Determine how many lines below contain the word "every", then state only that figure.

===== Information shown =====

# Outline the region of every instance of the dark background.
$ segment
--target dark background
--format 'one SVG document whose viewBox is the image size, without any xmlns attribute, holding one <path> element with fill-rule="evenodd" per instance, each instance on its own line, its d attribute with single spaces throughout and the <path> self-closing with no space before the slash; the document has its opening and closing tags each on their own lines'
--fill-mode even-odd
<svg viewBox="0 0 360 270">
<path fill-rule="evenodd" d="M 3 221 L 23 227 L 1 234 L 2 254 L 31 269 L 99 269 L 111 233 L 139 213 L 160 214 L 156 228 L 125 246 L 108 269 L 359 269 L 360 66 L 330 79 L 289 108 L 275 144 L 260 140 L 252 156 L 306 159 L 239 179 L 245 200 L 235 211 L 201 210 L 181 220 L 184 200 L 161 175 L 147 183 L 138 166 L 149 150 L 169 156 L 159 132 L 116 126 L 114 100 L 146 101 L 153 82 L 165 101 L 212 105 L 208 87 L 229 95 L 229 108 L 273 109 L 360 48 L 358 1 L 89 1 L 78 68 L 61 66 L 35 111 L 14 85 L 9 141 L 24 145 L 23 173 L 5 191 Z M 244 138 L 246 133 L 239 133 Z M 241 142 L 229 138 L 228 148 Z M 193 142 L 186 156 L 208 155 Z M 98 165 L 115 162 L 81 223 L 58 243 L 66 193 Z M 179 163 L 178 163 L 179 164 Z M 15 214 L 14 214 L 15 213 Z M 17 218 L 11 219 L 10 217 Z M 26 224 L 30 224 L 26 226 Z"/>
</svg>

=====
===== Information shown =====

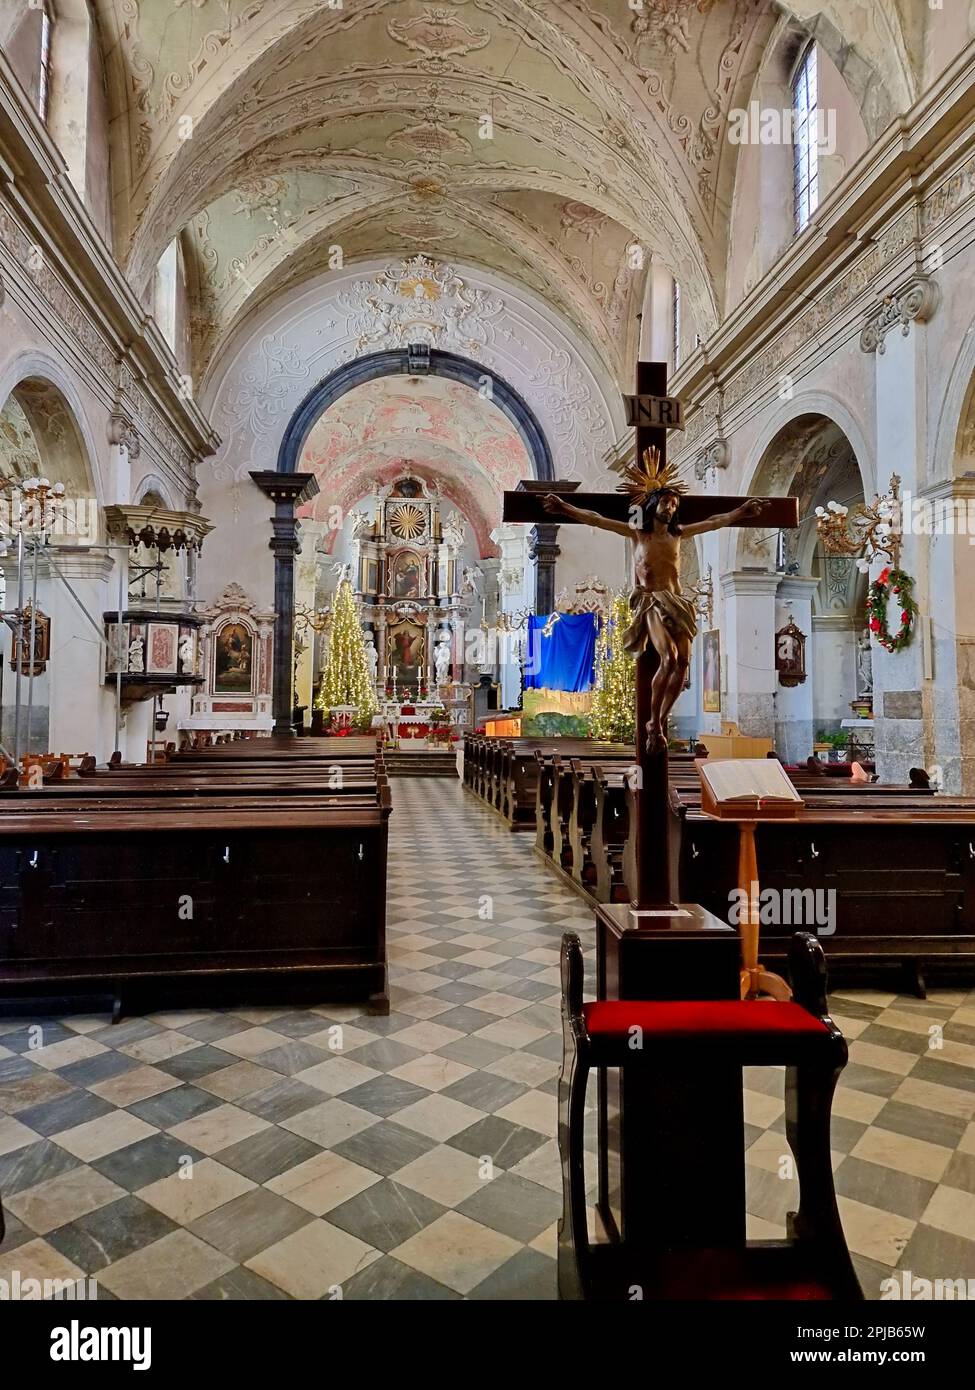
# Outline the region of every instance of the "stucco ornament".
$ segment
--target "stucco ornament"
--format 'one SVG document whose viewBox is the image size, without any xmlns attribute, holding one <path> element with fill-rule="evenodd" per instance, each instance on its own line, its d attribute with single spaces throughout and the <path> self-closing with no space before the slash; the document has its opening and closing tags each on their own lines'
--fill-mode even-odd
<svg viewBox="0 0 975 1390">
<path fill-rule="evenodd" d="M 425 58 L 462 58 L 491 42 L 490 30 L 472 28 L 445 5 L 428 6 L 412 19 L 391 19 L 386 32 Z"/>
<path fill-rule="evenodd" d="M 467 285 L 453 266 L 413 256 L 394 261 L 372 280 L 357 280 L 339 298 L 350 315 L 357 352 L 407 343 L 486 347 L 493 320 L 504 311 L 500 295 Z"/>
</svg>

=====
===== Information shown =====

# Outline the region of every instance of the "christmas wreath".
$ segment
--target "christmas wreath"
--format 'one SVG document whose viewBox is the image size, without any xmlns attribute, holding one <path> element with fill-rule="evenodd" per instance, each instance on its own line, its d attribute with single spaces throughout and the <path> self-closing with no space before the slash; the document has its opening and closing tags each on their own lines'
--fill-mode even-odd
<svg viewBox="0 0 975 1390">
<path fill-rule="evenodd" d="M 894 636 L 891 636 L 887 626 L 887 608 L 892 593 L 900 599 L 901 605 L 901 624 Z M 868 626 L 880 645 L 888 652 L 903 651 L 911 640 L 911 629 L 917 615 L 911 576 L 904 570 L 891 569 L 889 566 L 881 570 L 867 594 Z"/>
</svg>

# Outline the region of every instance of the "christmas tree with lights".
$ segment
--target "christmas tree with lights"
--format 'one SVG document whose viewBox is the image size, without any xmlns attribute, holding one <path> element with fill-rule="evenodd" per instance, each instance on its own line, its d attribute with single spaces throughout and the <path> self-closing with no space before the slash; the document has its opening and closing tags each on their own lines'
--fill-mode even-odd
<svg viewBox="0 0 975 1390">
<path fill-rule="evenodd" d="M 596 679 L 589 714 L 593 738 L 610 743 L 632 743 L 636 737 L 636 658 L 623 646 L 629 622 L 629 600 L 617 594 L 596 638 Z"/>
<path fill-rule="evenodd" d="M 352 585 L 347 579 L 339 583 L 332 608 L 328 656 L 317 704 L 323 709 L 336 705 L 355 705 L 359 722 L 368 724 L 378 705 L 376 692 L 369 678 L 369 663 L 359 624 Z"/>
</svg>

=====

- _Response to the task_
4